_Challenge:_
Please reproduce the lines below verbatim, from the first one up to and including the line that contains "top-left (200, 204), bottom-right (269, 256)".

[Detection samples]
※ ※ ※

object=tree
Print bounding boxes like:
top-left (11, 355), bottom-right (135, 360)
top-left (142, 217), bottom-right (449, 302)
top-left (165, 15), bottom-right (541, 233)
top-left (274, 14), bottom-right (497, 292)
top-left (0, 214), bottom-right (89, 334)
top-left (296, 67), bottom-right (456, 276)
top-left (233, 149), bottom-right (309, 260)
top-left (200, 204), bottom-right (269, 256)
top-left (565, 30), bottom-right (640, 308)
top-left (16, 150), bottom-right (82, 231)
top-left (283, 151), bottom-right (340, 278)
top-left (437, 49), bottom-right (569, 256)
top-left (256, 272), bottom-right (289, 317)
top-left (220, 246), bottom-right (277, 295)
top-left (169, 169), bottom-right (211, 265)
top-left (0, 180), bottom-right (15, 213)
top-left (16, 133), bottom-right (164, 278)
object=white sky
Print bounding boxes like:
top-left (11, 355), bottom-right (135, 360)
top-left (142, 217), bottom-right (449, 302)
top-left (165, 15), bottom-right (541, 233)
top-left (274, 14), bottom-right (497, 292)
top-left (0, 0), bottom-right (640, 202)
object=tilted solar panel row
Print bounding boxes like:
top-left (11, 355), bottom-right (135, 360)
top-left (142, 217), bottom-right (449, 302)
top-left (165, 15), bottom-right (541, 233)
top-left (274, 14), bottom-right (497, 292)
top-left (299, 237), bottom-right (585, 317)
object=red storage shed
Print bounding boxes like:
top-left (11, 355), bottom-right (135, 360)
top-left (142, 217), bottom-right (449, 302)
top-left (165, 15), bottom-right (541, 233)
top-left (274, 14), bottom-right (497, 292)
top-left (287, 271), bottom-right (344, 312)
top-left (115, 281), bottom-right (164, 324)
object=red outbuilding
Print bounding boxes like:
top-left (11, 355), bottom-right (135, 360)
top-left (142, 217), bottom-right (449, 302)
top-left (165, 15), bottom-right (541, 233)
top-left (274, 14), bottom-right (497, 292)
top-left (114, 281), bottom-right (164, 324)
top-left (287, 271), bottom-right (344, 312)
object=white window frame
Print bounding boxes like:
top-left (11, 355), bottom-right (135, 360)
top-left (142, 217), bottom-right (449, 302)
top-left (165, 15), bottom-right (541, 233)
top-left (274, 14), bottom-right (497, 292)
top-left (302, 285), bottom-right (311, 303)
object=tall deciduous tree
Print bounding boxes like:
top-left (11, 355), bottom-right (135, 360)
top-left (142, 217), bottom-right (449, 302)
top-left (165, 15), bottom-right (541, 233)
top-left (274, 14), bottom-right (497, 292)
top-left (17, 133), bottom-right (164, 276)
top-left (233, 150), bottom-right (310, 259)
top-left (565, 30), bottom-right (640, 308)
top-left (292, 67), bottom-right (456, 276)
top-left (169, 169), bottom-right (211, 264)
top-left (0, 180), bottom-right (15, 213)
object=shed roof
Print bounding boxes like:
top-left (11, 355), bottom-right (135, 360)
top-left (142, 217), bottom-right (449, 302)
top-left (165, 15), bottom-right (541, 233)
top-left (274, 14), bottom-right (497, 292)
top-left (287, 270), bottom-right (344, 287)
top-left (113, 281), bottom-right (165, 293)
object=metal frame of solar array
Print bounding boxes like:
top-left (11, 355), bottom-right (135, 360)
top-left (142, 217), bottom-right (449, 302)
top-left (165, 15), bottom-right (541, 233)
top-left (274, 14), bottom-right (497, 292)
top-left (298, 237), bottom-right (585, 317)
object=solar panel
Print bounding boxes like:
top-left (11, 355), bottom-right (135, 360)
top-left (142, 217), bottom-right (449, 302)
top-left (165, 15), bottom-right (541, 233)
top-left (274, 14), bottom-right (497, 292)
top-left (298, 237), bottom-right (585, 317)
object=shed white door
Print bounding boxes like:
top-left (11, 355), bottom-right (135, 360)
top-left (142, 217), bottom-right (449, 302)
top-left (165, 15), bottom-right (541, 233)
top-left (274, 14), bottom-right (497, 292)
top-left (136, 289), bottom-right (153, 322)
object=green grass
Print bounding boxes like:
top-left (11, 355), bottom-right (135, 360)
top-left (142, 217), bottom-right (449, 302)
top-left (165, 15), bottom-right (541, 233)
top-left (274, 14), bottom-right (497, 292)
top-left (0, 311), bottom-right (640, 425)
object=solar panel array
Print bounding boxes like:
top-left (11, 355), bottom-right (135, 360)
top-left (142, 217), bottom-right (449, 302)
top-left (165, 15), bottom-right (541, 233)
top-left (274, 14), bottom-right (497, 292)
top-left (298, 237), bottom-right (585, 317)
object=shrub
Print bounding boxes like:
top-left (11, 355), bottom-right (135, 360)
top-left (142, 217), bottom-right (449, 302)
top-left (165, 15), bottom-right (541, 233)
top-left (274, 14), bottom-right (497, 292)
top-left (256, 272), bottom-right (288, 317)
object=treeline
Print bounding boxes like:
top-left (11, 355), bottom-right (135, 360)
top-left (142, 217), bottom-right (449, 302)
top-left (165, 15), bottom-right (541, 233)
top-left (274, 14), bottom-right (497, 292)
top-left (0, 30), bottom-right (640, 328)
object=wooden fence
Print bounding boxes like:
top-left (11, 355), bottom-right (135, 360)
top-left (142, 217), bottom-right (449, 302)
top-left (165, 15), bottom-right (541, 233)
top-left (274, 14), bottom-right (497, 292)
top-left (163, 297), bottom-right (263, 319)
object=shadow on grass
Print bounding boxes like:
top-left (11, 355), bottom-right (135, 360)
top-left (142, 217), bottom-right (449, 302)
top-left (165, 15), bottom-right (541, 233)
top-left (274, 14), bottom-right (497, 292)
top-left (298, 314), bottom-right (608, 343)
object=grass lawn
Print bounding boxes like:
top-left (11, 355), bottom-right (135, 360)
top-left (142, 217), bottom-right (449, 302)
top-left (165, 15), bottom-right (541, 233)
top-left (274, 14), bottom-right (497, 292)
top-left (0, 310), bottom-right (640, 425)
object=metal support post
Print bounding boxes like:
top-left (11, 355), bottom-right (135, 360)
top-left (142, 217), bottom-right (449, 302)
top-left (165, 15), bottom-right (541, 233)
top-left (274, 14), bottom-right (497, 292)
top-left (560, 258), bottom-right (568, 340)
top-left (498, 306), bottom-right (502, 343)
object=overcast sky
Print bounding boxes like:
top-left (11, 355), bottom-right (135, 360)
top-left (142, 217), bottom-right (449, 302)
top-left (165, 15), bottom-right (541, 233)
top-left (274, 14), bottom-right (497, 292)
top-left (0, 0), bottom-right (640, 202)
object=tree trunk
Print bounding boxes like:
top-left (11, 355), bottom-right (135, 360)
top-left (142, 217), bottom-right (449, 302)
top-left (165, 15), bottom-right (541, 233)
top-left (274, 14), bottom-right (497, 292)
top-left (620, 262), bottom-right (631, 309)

※ ※ ※

_Task result:_
object=tree
Print bounding boxes like:
top-left (11, 355), bottom-right (135, 360)
top-left (142, 217), bottom-right (449, 302)
top-left (165, 15), bottom-right (541, 233)
top-left (274, 14), bottom-right (497, 292)
top-left (0, 214), bottom-right (89, 334)
top-left (296, 67), bottom-right (456, 276)
top-left (233, 149), bottom-right (309, 260)
top-left (200, 204), bottom-right (269, 256)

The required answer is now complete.